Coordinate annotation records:
####################

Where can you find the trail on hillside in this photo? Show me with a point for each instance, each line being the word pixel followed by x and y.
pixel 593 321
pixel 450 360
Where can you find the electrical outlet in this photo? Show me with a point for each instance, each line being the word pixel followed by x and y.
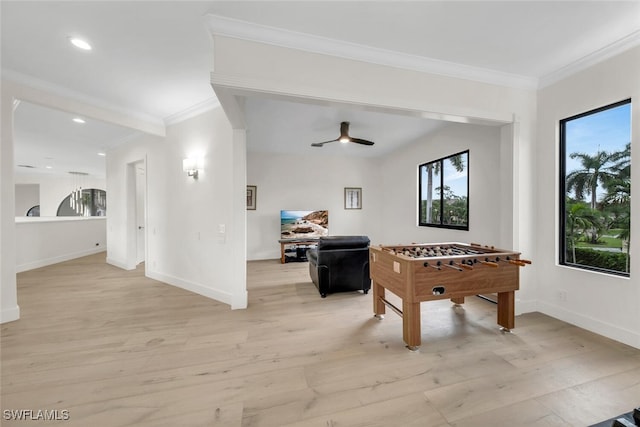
pixel 562 295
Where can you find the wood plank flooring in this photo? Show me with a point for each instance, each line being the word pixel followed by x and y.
pixel 114 348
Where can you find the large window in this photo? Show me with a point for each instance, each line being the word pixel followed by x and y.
pixel 444 192
pixel 87 202
pixel 595 189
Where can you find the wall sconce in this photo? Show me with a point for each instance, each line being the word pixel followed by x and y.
pixel 191 166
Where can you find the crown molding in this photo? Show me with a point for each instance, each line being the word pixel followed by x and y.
pixel 622 45
pixel 194 110
pixel 229 27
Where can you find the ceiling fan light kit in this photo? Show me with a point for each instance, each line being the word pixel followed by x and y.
pixel 344 137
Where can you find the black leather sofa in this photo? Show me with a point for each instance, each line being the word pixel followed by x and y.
pixel 340 264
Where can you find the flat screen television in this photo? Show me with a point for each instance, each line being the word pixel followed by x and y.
pixel 303 224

####################

Swap "the word pixel" for "the token pixel" throughout every entry above and reproduce the lines with nothing else changed. Omit the picture placeholders from your output.

Where can you find the trail on hillside in this photo? Show me with a point for each instance, each line being the token pixel followed by x and y.
pixel 593 321
pixel 450 360
Where can you find the electrical outlet in this photo? Show me with a point for each instance, each line being the token pixel followed by x and y.
pixel 562 295
Where can you find the wood plank flooring in this photo? Show me with a point for each instance, each line being the token pixel followed by x and y.
pixel 114 348
Where can you find the large window in this photo? Show me with a point for each instance, each line being the token pixel followed by x and y.
pixel 444 192
pixel 87 202
pixel 595 189
Where can you find the wall sconce in this photo? Show me with a point for each instance, each line being the token pixel followed by x and y.
pixel 191 166
Where can you find the crown molding in this photo? Show me with a point for each instance, each line being the token pixel followed by x and y.
pixel 622 45
pixel 194 110
pixel 229 27
Where can you find the ceiling fan light kit in this photo? Show me with a point for each instance, each line being the token pixel followed by x and y.
pixel 344 137
Where can you find the black leather sofa in this photo? Show me with a point for each instance, each line being the token pixel followed by x and y.
pixel 340 264
Where can you find the flat screen television in this photo? Show me with a point for each instance, each line being the token pixel followed by x and y.
pixel 303 224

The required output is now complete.